- _SHORT PROBLEM 1_:
Answer these questions about the seminar syllabus, giving each answer on its own line marked with the same letter.
(a) On what day and during what hours does the seminar meet?
(b) What artwork is listed as Figure 1?
(c) In the quotation that begins "I would suggest that we," which figure from Ovid does the writer say we are like?
- _SHORT PROBLEM 2_: In the seminar syllabus, rewrite the paragraph beginning "I would suggest that we" in a shorter form that keeps its main points.
- _SHORT PROBLEM 3_: Carry on writing the seminar syllabus from the point where it stops.

- _PASSAGE SHOWN_:
********************

ENG497A.002 SENIOR SEMINAR
Bodies-Becoming & Identity Machines: Post/human Literatures
Prof. Eileen Joy

Fall 2008

Wednesdays 6:00 - 8:50 p.m. (Peck Hall 0408)

Figure 1. Francis Bacon, Man with Dog (1953)

". . . contrary to a deeply rooted belief, the book is not an image of the world. It forms a rhizome with the world, there is an aparallel evolution of the book and the world; the book assures the deterritorialization of the world, but the world effects a reterritorialization of the book, which in turn deterritorializes itself in the world (if it's capable, if it can). Mimicry is a very bad concept, since it relies on binary logic to describe phenomena of an entirely different nature. The crocodile does not reproduce a tree trunk, any more than the chameleon reproduces the colors of its surroundings. The Pink Panther imitates nothing, it reproduces nothing, it paints the world its color, pink on pink; this is its becoming-world, carried out in such a way that it becomes imperceptible itself, asignifying, makes its rupture, its own line of flight, follows its 'aparallel evolution' through to the end. The wisdom of the plants: even with something else -- with the wind, an animal, human beings (and there is also an aspect under which animals themselves form rhizomes, as do people, etc.). 'Drunkenness as a triumphant irruption of the plant in us.' Always follow the rhizome by rupture; lengthen, prolong, and relay the line of flight; make it vary, until you have produced the most abstract and tortuous of lines of N dimensions and broken directions. Conjugate deterritorialized flows. Follow the plants: you start by delimiting a first line consisting of circles of convergence around successive singularities; then you see whether inside that line new circles of convergence establish themselves, with new points located outside the limits and in other directions. Write, form a rhizome, increase your territory by deterritorialization, extend the line of flight to the point where it becomes an abstract machine covering the entire plane of consistency." (Gilles Deleuze and Feliz Guattari, from A Thousand Plateaus: Schizophrenia and Capitalism)

". . . I would suggest that we, as we reflect on the European tradition of metamorphosis, are like Ovid's . . . Narcissus. For even if we gaze at our own reflection when we bow low over the pool of our literary past, that gazing is a mark of who we are, and who we are is, in part, what we have been. . . . [Stories] are a significant component of what we think with. Hence our self-reflexivity, our tendency to study ourselves, is a mark of the self we carry with us as we bend over the pool. Our concern with how we can change yet be the same thing -- our fascination with the question of identity in all its varieties -- is inherited from our traditions. The identity we carry with us questions -- and by questioning confirms -- itself. In this sense, we are all Narcissus, as we are also the werewolf, a constantly new thing that is nonetheless the same." (Caroline Walker Bynum, from Metamorphosis and Identity)

********************

- _SUPPLIED MATERIAL_:
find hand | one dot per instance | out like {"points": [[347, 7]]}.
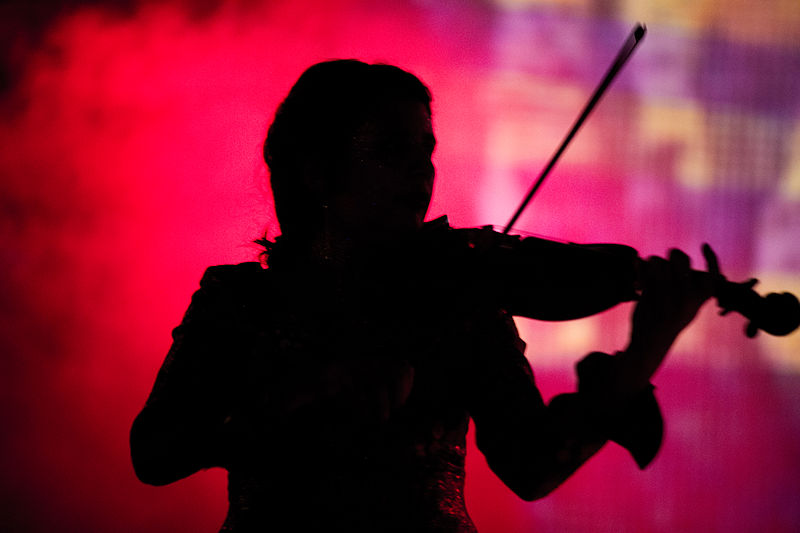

********************

- _WRITTEN RESPONSE 1_:
(a) Wednesdays, 6:00 to 8:50 p.m.
(b) Francis Bacon's Man with Dog (1953).
(c) Narcissus.

- _WRITTEN RESPONSE 2_: When we reflect on the European tradition of metamorphosis, we resemble Ovid's Narcissus. Gazing into the pool of our literary past, we see ourselves, and that gaze marks who we are, which is partly what we have been. Stories are part of what we think with, so our self-reflexivity is a mark of the self we bring to the pool. Our fascination with identity, with how we can change yet stay the same, is inherited from our traditions. That identity questions itself and, in questioning, confirms itself. We are all Narcissus, and we are also the werewolf: constantly new, yet the same.

- _WRITTEN RESPONSE 3_:
COURSE DESCRIPTION

In this course, we are going to explore how, following the thinking of Donna Haraway, the body does not end at the limits of the skin, but is dispersed across a world of affects, intensities, and objects. We will be especially interested in exploring hybridities and transformations of different "selves" that cross unexpected borders, from plant to insect to wolf to human to machine and beyond. Our scope will be broad, extending from stories of metamorphoses in the classical and medieval periods through the fairy tales of the so-called Enlightenment to the cyberpunk and cognitive fictions of the twentieth and twenty-first centuries. In addition, we will be reading some theoretical texts culled from a wide variety of academic fields. Our ultimate aim will be to have [hopefully] lively conversations about the nature of what it means to be "human" while also being "post/human," and also about the role of literature in human and other transformations of "self" and "world."

As this is a seminar-style course, preparing for and participating in class are vitally important to your ultimate success, and therefore, your contribution to in-class discussions as well as your attendance record will be factored into your final grade. Although I will provide much guidance and commentary, this is a discussion-, not a lecture-centered, course, and therefore students must come to class prepared with critical questions and comments related to the readings and films under discussion. As this is also a reading-intensive course, not keeping up with the reading could be extremely detrimental to your progress and final evaluation. One final (but important) word: coming to class without the text under discussion will be automatic grounds for dismissal from that particular class period (and will count as an absence).

REQUIRED PURCHASE TEXTS (available at University Bookstore in Morris University Center)

Neil Badmington, ed. Posthumanism. Palgrave Macmillan, 2005.

Lewis Carroll. Alice's Adventures in Wonderland and Through the Looking Glass. Signet Classics, 2000.

Philip K. Dick. The Three Stigmata of Palmer Eldritch. Vintage Books, 1991.

Jacob and Wilhelm Grimm. Grimm's Fairy Tales. Barnes and Noble Classics, 2003.

Jeanette Winterson. The Stone Gods. Harcourt, 2008.

*SOME of the readings for the course are literary texts and articles that will be distributed as handouts and/or be available through Lovejoy Library's Electronic Course Reserves.

COURSE REQUIREMENTS

1 CRITICAL PAPER, 10-12 pages (50%)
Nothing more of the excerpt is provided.